(Items listed in a dataset)
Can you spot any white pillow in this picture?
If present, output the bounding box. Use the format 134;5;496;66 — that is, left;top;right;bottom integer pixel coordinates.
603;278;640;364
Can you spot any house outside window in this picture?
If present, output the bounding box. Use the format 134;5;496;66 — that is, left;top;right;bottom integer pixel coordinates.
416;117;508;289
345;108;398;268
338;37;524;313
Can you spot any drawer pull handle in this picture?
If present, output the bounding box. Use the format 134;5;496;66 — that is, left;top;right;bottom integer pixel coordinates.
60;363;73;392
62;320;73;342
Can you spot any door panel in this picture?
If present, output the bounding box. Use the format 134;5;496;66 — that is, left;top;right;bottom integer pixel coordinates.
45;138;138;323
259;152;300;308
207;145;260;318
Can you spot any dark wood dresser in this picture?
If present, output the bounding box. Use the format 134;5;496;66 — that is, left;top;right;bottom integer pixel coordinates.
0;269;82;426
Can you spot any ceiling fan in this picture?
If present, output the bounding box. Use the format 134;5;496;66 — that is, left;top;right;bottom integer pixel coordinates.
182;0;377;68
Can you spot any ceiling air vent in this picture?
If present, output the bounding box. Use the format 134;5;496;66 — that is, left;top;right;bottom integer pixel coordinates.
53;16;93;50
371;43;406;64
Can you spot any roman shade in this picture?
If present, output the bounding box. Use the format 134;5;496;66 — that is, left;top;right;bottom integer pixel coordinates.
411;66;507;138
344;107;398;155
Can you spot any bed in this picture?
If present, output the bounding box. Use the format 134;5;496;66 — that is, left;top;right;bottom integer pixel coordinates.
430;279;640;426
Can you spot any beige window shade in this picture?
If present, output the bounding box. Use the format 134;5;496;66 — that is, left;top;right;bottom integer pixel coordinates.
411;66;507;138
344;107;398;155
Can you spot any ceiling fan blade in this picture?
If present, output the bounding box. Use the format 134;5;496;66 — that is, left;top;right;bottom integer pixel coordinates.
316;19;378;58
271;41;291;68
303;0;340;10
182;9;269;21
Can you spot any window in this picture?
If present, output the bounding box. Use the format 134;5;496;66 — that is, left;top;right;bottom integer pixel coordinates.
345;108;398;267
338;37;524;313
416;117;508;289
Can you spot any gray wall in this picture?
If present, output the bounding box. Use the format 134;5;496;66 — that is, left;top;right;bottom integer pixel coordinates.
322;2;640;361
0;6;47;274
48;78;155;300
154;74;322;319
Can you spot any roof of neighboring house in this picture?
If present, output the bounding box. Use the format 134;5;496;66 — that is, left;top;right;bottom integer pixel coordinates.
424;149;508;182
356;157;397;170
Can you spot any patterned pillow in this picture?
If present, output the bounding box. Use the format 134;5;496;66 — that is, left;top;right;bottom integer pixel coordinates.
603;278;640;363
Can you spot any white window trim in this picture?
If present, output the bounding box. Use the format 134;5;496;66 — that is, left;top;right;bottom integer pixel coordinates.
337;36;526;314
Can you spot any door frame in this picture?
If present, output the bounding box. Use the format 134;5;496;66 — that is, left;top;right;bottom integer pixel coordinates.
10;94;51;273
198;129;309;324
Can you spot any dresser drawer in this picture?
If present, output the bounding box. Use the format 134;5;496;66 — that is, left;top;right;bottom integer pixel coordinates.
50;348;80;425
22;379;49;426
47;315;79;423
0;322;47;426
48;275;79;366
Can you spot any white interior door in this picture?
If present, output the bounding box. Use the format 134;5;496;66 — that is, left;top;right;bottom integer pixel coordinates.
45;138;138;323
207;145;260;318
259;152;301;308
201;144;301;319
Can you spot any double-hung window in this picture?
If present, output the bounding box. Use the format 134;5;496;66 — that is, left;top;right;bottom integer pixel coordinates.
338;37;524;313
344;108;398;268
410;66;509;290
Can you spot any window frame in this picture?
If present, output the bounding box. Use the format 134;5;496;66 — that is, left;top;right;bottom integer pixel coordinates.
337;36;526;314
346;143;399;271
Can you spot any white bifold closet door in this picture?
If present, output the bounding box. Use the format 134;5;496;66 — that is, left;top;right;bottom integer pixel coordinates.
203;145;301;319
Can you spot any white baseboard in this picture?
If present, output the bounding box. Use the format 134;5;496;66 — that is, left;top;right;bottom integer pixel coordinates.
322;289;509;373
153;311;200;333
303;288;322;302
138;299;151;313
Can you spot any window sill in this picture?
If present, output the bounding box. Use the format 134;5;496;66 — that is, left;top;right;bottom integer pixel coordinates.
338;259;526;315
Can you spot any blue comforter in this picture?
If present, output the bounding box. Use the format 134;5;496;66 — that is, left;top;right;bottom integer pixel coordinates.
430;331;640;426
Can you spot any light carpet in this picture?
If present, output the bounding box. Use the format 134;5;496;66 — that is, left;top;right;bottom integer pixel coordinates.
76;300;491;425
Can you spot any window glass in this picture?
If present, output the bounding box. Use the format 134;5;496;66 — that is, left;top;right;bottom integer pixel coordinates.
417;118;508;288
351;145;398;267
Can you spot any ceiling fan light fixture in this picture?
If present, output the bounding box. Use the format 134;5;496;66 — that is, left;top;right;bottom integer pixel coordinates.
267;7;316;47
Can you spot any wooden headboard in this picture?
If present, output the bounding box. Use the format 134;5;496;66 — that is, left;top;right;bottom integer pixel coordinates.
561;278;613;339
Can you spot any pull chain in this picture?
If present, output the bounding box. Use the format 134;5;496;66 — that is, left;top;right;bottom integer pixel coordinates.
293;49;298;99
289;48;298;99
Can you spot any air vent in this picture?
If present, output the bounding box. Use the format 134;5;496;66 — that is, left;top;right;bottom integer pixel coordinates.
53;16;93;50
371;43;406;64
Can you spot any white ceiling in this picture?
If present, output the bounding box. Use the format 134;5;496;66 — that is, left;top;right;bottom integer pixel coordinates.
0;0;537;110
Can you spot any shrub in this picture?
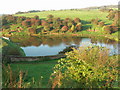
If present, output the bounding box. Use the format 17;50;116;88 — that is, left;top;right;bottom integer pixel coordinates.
91;19;99;25
76;23;82;31
47;15;54;19
106;11;116;20
104;25;112;34
61;26;68;32
98;21;104;27
22;19;31;27
34;15;39;20
74;18;81;23
50;46;118;88
28;27;36;34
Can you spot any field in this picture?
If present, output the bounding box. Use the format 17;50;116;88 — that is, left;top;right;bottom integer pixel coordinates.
10;60;57;88
15;10;112;24
3;9;120;88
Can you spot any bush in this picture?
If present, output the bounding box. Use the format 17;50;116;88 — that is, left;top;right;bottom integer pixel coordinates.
61;26;68;32
74;18;81;23
98;21;104;27
50;46;118;88
2;38;25;63
28;27;36;34
47;15;54;19
104;25;112;34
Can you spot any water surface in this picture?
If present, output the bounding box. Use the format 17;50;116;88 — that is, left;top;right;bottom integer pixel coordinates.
10;37;118;56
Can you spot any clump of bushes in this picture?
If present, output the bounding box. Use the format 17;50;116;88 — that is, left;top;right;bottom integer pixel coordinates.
2;38;25;63
50;46;118;88
104;25;118;34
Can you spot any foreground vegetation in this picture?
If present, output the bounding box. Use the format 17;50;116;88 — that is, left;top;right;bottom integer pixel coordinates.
2;9;119;41
3;46;119;88
1;9;120;89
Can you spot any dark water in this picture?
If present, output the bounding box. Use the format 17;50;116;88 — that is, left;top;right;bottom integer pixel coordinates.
10;37;118;56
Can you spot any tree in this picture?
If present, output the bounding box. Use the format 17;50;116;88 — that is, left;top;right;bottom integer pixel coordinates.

■ Requirement: Please reproduce the entries starting with the line that contains "Can you spot any window glass" and going on through the line that contains "289;48;298;99", keeping every line and adding 59 to each coordinate in the answers. Leave the rest of the text as it is.

■ Reply:
Can you spot any window glass in this picture?
If present, output the bounding box. Use the format 134;5;496;66 — that is, left;top;right;bottom integer pixel coordinates.
476;177;567;347
410;204;457;326
Can you spot any ceiling fan light fixture in this picture?
If present, output the bounding box. Use the format 134;5;496;66 — that is, left;top;right;bottom integer pixel coordinates.
326;66;375;106
Can you spot any wooden headboard in this picture?
If present, output the bounding box. Use the format 134;5;496;66 — that is, left;top;right;bottom integer pixel coordinates.
620;337;672;398
Can you spot any pull chain in this picture?
If present, output the bounding box. Use the format 134;5;496;66 — that is, left;top;right;bottom integer pixel coordinates.
352;108;357;158
348;107;357;158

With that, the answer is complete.